◆ **AUFGABENDETAILS**
Gib aus dem Text über die Fusion von Gehe und AHD den Abschnitt von „So viel Geheimhaltung“ bis „November als gesetzt.“ wortgetreu wieder.

◆ **LESETEXT**
■ ■ ■

In der kommenden Woche treten Gehe und Alliance Healthcare Deutschland (AHD) voraussichtlich zum letzten Mal als Wettbewerber auf. Am 1. November soll der seit einem Jahr vorbereitete Zusammenschluss engültig vollzogen werden. Details gibt es immer noch nicht.

So viel Geheimhaltung bis zum Schluss gibt es vermutlich selten bei Zusammenschlüssen. Kurz vor Weihnachten hatten die US-Mutterkonzerne McKesson und Walgreens Boots Alliance (WBA) die Fusion ihrer deutschen Aktivitäten bekannt gegeben. Wenige Tage zuvor waren am 11. Dezember in den Räumen der Kanzlei Freshfields Bruckhaus Deringer die entsprechenden Verträge unterschrieben worden, nach denen Gehe in AHD eingebracht werden und McKesson im Gegenzug 30 Prozent der Anteile erhalten soll.

Doch obwohl EU-Kommission und Bundeskartellamt schon im August grünes Licht gaben, ging die Sache seitdem nicht voran. Anfang September sollten den Mitarbeitern eigentlich erste Informationen gegeben werden, doch bei einem Town Hall Meeting wurde die Belegschaft auf Oktober vertröstet. Dann wurde der Deal noch einmal um einen Monat verschoben. Nun gilt der 1. November als gesetzt.

Unter welchem Namen und wessen Führung das Gemeinschaftsunternehmen auftreten soll, wurde bislang genauso wenig verraten wie Details dazu, wo es seinen Hauptsitz haben wird und welche Vertriebszentren oder Arbeitsplätze dem Rotstift zum Opfer fallen sollen. Gelegentlich heißt es, dass beide Firmen weiter parallel laufen sollen: Saturn und MediaMarkt werden dann als Beispiele genannt.

Die Hängepartie sorgt vor allem deswegen für Verunsicherung, weil es ein offenes Geheimnis ist, dass es eine Schließungswelle geben wird. Gemeinsam verfügen AHD und Gehe über 42 Standorte, davon gehören Gehe 17 und AHD 25. Einige Häuser liegen nur wenige Kilometer auseinander. Phoenix unterhält bei höherem Marktanteil weniger als halb so viele Vertriebszentren.

■ ■ ■

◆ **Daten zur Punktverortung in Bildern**
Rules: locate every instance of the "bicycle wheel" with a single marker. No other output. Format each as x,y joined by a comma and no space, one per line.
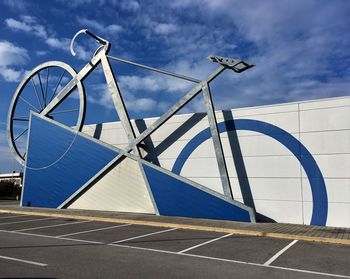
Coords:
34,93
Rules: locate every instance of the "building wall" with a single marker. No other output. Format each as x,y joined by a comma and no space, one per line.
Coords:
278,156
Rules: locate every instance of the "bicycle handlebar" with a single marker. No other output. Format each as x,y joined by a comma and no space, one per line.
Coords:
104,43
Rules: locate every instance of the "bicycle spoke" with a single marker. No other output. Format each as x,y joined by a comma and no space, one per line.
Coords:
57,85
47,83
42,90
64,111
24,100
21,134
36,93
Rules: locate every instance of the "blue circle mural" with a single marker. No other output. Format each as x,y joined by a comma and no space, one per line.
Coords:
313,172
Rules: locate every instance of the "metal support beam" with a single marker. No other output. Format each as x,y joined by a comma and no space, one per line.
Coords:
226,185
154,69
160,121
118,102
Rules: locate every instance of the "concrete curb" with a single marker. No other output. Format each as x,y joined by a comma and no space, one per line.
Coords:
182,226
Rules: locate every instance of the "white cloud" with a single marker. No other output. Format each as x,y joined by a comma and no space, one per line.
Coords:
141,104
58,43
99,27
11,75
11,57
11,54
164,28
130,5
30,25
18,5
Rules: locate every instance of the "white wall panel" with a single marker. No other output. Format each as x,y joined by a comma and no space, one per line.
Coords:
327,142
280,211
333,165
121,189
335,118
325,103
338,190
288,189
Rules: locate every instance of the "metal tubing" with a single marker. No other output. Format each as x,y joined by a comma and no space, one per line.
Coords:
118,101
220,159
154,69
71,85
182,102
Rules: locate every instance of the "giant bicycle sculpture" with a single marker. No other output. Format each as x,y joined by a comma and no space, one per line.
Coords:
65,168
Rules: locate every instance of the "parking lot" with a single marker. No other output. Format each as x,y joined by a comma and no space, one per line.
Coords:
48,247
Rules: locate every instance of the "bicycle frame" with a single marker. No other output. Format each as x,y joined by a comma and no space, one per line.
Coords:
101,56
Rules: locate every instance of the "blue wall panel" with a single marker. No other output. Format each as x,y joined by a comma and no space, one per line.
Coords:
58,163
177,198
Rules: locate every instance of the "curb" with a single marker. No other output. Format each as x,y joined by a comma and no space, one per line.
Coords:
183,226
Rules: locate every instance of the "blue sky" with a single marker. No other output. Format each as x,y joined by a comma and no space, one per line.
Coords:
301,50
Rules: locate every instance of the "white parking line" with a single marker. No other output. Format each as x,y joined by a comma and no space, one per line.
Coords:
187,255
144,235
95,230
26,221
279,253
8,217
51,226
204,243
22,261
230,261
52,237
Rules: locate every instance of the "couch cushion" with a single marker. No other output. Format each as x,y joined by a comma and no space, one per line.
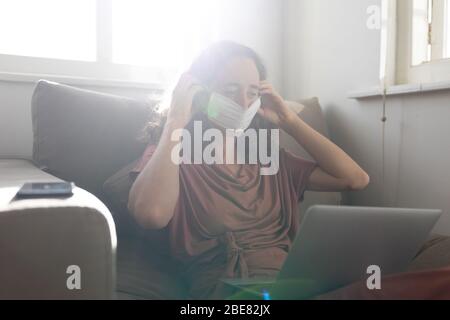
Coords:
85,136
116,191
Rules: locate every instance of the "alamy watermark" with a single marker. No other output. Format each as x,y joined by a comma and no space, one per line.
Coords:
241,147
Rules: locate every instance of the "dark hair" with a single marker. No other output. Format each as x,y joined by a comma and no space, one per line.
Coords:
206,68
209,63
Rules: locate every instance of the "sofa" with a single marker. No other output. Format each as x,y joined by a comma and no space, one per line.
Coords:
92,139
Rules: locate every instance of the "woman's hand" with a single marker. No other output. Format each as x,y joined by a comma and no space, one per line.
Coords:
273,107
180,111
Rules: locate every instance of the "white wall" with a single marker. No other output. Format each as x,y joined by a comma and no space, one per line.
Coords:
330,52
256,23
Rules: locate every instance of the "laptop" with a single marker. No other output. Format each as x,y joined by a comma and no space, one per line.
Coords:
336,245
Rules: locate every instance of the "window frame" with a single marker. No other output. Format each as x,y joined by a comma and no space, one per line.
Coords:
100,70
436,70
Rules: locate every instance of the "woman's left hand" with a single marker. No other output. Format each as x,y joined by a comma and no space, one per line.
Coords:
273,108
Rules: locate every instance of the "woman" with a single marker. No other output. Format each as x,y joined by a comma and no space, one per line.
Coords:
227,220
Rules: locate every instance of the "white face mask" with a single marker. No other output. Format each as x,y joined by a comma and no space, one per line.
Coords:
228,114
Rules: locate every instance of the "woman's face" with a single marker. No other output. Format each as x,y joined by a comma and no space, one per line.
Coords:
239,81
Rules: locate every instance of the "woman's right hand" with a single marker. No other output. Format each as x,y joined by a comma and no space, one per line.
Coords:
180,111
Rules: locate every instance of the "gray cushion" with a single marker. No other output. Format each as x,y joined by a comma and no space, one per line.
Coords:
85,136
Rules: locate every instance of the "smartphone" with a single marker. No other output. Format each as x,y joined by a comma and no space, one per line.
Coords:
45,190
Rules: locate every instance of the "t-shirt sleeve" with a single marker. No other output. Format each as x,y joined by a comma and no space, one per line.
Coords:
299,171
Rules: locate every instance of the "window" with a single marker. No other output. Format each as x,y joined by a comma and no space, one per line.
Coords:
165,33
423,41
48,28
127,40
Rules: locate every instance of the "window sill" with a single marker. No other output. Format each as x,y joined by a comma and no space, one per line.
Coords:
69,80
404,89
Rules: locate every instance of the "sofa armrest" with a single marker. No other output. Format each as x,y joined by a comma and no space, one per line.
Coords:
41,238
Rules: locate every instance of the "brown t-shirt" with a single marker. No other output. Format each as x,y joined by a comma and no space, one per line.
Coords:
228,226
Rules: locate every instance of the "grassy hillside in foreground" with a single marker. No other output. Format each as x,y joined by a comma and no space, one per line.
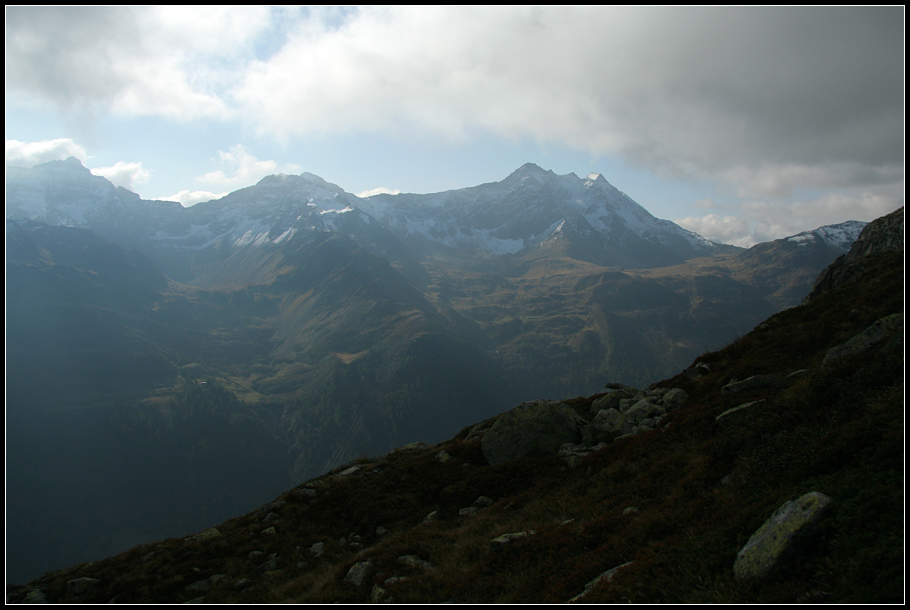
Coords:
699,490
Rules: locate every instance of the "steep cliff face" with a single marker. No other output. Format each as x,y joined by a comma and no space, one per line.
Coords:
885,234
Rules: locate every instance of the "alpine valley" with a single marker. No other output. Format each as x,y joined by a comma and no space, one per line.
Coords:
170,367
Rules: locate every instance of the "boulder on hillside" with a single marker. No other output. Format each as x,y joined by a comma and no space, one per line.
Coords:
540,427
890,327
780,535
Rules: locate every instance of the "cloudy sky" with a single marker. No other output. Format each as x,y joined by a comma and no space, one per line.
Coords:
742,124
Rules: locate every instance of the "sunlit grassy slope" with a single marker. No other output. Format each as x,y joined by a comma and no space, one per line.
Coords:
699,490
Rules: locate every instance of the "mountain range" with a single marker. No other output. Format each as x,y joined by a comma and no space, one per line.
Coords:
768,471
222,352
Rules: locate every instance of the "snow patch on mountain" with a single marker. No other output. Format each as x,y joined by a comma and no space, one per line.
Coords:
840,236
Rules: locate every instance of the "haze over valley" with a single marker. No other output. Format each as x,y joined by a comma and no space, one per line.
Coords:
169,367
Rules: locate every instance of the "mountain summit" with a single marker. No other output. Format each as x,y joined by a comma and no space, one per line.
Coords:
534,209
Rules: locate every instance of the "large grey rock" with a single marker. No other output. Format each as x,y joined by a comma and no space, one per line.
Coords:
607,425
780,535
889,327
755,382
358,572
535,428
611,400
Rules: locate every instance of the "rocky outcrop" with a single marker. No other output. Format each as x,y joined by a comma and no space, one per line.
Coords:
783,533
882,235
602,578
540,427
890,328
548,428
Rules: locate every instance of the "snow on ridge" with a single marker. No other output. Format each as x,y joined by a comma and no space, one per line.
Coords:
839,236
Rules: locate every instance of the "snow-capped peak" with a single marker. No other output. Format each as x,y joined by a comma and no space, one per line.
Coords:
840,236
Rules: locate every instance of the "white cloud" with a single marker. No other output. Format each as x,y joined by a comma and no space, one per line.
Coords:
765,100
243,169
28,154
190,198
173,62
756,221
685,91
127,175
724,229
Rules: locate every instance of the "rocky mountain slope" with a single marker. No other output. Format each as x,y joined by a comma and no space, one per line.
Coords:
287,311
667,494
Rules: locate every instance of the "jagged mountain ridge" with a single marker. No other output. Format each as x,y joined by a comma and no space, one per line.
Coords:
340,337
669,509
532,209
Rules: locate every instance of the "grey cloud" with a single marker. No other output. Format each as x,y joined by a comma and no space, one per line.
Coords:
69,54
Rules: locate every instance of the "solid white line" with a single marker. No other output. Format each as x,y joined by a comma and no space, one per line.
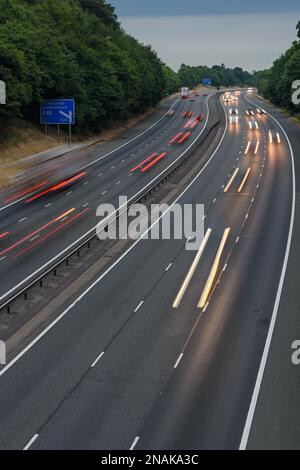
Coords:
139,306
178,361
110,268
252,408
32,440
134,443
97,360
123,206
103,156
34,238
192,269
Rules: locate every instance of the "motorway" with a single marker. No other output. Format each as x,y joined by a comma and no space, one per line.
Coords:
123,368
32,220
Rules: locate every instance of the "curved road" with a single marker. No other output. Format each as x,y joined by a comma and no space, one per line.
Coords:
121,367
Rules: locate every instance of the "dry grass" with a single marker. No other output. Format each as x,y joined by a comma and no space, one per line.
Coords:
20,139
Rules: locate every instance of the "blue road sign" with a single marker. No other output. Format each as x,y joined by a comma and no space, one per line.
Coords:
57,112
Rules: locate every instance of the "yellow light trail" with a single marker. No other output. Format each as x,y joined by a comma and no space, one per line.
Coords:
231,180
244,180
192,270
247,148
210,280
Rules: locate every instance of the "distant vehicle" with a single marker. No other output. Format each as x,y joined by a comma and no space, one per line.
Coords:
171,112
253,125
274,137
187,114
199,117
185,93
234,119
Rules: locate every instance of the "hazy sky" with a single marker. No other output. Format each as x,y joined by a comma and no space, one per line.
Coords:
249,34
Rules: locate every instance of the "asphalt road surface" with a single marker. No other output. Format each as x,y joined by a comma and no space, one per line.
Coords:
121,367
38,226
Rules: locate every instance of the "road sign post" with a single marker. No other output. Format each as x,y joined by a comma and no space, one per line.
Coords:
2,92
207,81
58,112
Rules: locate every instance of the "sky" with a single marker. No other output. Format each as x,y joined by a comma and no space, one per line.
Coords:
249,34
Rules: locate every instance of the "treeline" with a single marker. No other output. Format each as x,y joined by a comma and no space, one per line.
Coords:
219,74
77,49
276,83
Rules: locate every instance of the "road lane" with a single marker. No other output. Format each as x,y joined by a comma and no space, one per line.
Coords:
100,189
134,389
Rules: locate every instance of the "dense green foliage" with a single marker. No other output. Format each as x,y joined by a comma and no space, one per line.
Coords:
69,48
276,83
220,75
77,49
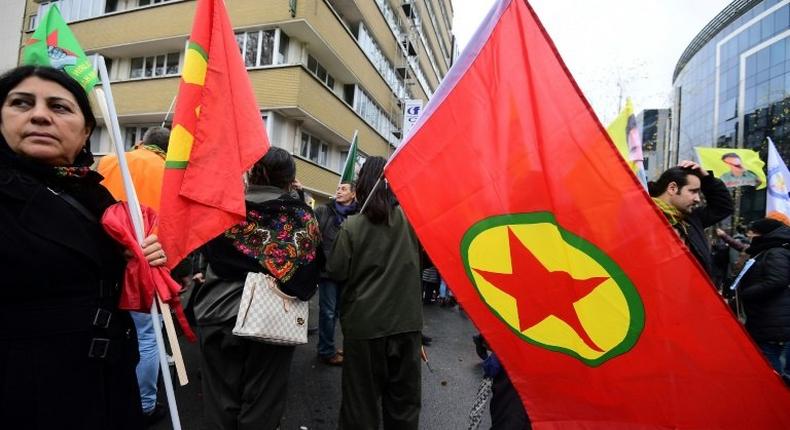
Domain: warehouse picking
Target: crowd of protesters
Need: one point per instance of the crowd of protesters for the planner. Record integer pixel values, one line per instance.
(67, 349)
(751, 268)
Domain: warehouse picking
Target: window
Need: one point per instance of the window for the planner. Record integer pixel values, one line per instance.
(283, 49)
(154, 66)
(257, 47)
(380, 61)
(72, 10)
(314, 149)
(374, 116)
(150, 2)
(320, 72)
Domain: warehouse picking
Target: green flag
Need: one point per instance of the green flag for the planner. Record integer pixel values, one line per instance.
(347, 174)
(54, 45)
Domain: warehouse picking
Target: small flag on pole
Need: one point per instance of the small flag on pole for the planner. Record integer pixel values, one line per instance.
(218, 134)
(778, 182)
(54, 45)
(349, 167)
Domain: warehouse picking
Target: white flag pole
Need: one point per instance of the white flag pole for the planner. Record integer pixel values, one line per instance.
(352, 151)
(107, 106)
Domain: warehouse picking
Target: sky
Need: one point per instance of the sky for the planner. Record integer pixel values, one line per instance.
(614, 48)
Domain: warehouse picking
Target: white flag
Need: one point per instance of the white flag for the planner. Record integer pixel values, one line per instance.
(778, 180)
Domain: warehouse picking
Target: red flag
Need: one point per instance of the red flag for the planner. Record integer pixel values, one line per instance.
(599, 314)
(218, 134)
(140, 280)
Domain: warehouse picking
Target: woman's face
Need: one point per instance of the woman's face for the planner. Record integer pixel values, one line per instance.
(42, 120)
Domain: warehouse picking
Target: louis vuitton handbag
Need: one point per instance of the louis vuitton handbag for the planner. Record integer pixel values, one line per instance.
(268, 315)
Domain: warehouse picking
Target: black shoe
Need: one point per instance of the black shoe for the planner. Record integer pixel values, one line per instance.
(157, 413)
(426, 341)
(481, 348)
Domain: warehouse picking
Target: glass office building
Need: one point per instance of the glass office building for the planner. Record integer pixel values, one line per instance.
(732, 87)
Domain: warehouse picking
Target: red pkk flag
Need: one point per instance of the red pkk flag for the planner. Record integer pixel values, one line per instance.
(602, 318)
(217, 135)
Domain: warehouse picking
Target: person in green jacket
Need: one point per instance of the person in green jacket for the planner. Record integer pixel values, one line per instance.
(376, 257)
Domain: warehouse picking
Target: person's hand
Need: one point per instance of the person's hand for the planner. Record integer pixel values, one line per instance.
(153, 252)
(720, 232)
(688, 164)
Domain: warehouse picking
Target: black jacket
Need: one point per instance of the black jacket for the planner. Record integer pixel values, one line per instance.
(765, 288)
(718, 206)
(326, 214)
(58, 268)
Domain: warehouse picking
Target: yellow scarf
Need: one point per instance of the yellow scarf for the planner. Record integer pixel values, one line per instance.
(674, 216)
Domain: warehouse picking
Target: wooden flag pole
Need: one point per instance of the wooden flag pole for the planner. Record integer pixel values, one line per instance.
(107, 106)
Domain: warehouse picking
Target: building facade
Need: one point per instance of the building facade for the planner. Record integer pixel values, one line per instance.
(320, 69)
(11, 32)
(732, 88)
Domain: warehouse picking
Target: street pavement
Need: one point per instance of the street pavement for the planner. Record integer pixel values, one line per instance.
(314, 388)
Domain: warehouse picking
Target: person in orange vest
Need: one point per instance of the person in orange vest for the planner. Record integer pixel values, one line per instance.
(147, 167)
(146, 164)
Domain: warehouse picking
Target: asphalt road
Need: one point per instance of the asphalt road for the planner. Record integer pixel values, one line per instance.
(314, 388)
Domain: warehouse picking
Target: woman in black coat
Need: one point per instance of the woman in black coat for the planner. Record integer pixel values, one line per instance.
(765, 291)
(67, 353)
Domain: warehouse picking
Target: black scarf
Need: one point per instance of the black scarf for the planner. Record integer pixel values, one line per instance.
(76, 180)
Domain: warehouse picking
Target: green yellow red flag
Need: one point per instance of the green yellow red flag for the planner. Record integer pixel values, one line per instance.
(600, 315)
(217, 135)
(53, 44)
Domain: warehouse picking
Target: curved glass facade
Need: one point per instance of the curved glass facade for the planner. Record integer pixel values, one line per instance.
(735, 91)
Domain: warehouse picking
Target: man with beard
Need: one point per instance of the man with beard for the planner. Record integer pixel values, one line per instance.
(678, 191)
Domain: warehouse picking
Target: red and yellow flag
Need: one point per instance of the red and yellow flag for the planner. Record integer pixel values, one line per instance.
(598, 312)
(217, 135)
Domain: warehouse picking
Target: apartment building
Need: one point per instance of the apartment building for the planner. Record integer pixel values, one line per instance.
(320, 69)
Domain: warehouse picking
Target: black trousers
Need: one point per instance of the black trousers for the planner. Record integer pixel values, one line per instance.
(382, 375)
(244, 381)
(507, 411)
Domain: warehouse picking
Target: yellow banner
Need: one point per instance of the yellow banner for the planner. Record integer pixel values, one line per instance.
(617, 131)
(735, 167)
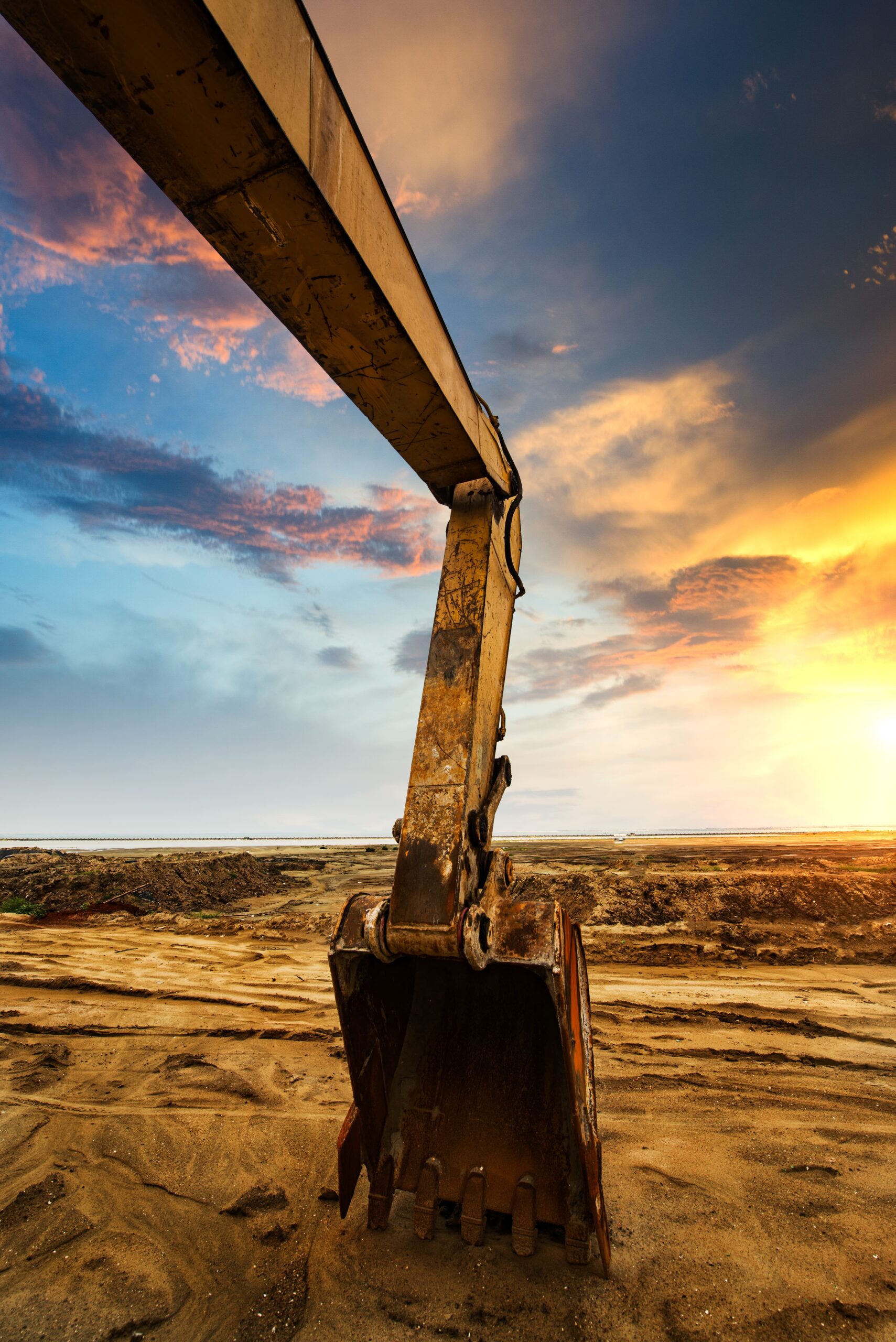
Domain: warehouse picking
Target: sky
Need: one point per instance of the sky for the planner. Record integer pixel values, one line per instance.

■ ■ ■

◆ **ERGEBNIS**
So viel Geheimhaltung bis zum Schluss gibt es vermutlich selten bei Zusammenschlüssen. Kurz vor Weihnachten hatten die US-Mutterkonzerne McKesson und Walgreens Boots Alliance (WBA) die Fusion ihrer deutschen Aktivitäten bekannt gegeben. Wenige Tage zuvor waren am 11. Dezember in den Räumen der Kanzlei Freshfields Bruckhaus Deringer die entsprechenden Verträge unterschrieben worden, nach denen Gehe in AHD eingebracht werden und McKesson im Gegenzug 30 Prozent der Anteile erhalten soll.

Doch obwohl EU-Kommission und Bundeskartellamt schon im August grünes Licht gaben, ging die Sache seitdem nicht voran. Anfang September sollten den Mitarbeitern eigentlich erste Informationen gegeben werden, doch bei einem Town Hall Meeting wurde die Belegschaft auf Oktober vertröstet. Dann wurde der Deal noch einmal um einen Monat verschoben. Nun gilt der 1. November als gesetzt.